The exercise calls for every entry that follows to be repeated exactly.

*** Records for this exercise ***

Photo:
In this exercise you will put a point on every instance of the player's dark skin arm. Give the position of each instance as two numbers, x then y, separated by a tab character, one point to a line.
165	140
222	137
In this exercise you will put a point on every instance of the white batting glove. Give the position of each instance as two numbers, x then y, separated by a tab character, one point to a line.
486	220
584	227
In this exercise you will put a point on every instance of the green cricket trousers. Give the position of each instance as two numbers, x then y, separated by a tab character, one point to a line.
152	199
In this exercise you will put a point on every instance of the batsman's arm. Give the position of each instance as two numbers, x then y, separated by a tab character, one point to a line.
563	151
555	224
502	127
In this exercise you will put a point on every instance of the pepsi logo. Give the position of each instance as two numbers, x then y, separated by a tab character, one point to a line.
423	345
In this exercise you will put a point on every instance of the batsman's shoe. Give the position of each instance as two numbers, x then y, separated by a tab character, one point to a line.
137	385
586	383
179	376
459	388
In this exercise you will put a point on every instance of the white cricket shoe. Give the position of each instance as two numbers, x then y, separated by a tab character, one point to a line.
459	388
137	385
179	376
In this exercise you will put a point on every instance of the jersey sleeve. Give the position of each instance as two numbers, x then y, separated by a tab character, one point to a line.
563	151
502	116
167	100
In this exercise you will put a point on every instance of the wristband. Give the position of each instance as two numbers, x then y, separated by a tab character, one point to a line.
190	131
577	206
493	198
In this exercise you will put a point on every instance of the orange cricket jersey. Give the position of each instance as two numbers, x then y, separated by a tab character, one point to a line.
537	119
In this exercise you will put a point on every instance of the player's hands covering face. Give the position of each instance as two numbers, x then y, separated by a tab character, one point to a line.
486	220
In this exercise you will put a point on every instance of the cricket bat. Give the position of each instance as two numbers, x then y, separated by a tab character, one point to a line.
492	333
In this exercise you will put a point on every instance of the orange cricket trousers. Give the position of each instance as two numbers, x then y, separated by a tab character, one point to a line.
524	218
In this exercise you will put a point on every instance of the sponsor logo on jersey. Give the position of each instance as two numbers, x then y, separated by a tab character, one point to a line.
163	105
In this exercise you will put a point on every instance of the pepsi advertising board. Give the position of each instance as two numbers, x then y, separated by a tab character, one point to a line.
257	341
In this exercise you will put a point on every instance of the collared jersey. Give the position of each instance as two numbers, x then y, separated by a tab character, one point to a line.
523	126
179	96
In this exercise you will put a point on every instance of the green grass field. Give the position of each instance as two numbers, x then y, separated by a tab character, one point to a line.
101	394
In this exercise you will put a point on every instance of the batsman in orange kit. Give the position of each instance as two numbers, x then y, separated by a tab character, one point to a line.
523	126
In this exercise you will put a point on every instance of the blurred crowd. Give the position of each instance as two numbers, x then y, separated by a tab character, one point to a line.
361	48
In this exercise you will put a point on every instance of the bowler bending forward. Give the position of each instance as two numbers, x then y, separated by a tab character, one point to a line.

*** End of Records for this exercise ***

• _Answer area_:
Photo:
In this exercise you will put a point on every instance of the player's dark skin arm. Give the position of each instance as two numbers, x then y, separated by a tab character, one point to a line.
165	140
222	137
In this exercise you will put a point on every instance of the white batting glove. Give the position of each instance as two numbers, x then y, separated by a tab character, one point to a line.
486	220
584	227
In this exercise you will put a point on every instance of the green cricket trousers. Give the position of each instance as two numbers, x then y, separated by a tab character, one point to a line.
152	199
In this exercise you will put a point on every instance of the batsman's arm. Give the position of each instance as two numbers, x then y, separated by a tab character, one point to a line.
563	151
555	224
502	127
In this exercise you will put a point on every instance of the pepsi logo. Give the position of each instance as two numbers, x then y, separated by a tab character, one point to a line.
423	345
In this exercise you will put a point on every instance of the batsman's shoe. Give the position of each instance as two numbers, x then y, separated by a tab character, one point to a line.
137	385
586	383
179	376
459	388
In this exercise you will put a point on every instance of the white cricket shoe. Give the position of each instance as two numbers, x then y, separated by a tab character, one point to a line.
459	388
137	385
179	376
In this exercise you will put a point on every instance of the jersey sleeve. Give the position of each instance as two numbers, x then y, separated by a tab character, one point to a line.
563	151
502	116
167	100
In this exercise you will put a point on every instance of the wristband. Give the position of each instance as two numbers, x then y, separated by a tab character, one point to a line.
190	131
577	206
493	198
In this exercise you will put a point on every instance of the orange cricket jersey. Give the position of each instance as two numbers, x then y, separated by a tab character, one point to a line.
537	119
In this exercise you will put a point on every instance of the player's hands covering face. Give the position of each instance as two numbers, x then y, separated by a tab character, one point to a line.
486	220
In this exercise you will put a point on every instance of the cricket bat. Give the position of each instance as two numbers, x then y, separated by a tab character, one point to a line.
492	333
In this exercise you will put a point on every instance of the orange cricket trousers. Give the position of each instance as two numbers, x then y, separated by a tab character, one point to a line.
524	218
In this exercise you will put a point on every instance of the sponsor logo on jersey. Give the position of each instance as two numbers, x then y, separated by a tab character, one point to a line.
163	105
In this exercise you will put a point on every instance of the pepsi advertising board. Give the position of each instance as two numbers, x then y, separated by a tab character, one point to a line.
257	341
In this exercise you will put a point on every instance of the collared jersey. Give the position of each instance as two numbers, x then y, separated by a tab character, one point to a line.
523	126
179	96
In this exercise you will put a point on every instance of the green grass field. Give the position of each instance as two numbers, x then y, separated by a tab character, one point to a line.
101	394
In this exercise you will put a point on every instance of the batsman in orange kit. Give the position of each instance as two numbers, x then y, separated by a tab character, one point to a line.
523	126
In this exercise you will put a point on every instance of the blurred crowd. Give the position of each instance as two numbers, x then y, separated by a tab character, one point to a line.
361	48
In this exercise you will put a point on every instance of the bowler bending forward. Give the position of each instance as two numbers, x then y, separated by a tab character, one point to a line.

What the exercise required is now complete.